The RBI has raised the policy repo rate by 90 basis points so far in FY23 to 4.9 percent to combat elevated inflation levels, with another rate hike expected next month in August.
One basis point is one-hundredth of a percentage point.
The latest Consumer Price Index (CPI) inflation print for June, at 7.01 percent, met market expectations. However, it was the 33rd month in a row that it came in above the medium-term target of 4 percent.
Sen expects the repo rate to be raised to as much as 5.5-6 percent from 4.9 percent currently as the RBI continues its fight against high inflation.
“The repo rate should be marginally above where you want the inflation to be… getting inflation down to 4 percent is not going to happen in the near future, but getting it down to 5.5 percent can happen. So, you just take it there and leave it there and wait for inflation to come down,” he said.
Asia’s third-largest economy, faced with a cost-of-living crisis, is barely above its pre-pandemic level and faces headwinds from elevated commodity prices, a widening current account deficit (CAD), and a likely recession in the West as central banks world-over quicken monetary tightening to combat multi-decade high inflation.
“Some of the (slowdown) is bound to happen, and should happen, otherwise monetary policy might be ineffective. So, the responsibility now should be of fiscal policy to make sure that doesn’t happen because the RBI has no choices left,” Sen added.

**Work instruction**.
Answer these questions from the text on the RBI's repo rate:
(a) By how many basis points has the RBI raised the policy repo rate so far in FY23?
(b) What was the CPI inflation print for June?
(c) To what level does Sen expect the repo rate to be raised?
Rely only on the text above.

**Given data**.
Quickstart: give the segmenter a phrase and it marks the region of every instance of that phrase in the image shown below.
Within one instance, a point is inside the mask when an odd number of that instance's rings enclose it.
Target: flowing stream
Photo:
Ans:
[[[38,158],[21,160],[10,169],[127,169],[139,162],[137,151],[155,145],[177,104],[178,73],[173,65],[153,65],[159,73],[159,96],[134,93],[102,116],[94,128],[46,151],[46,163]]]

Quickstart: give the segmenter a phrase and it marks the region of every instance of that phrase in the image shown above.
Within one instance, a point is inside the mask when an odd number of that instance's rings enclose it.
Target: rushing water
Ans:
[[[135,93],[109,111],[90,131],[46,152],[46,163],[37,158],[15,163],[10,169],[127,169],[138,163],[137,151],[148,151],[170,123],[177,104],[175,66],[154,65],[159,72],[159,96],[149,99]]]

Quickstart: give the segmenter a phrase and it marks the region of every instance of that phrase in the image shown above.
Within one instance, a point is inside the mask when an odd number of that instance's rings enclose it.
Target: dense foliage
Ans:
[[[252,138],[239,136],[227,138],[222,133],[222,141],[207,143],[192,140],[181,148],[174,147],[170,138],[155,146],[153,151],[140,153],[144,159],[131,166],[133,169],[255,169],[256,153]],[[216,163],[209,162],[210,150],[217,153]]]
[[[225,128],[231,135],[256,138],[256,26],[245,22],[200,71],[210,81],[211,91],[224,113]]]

---

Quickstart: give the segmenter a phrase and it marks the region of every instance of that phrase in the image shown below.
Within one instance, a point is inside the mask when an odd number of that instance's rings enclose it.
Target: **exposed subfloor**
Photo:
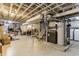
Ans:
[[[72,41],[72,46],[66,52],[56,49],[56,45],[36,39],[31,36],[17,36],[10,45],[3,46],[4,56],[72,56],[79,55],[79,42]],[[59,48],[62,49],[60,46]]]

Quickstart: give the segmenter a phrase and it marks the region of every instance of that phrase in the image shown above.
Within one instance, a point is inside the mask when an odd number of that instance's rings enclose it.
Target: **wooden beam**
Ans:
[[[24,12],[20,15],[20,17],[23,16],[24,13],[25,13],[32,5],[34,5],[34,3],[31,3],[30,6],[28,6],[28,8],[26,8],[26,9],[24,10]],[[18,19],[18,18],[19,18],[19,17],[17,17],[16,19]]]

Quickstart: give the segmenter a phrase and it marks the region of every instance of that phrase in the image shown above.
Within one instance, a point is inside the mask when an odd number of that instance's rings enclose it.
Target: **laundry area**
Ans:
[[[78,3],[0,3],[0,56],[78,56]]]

**Your response**.
(a) 90 basis points
(b) 7.01 percent
(c) As much as 5.5-6 percent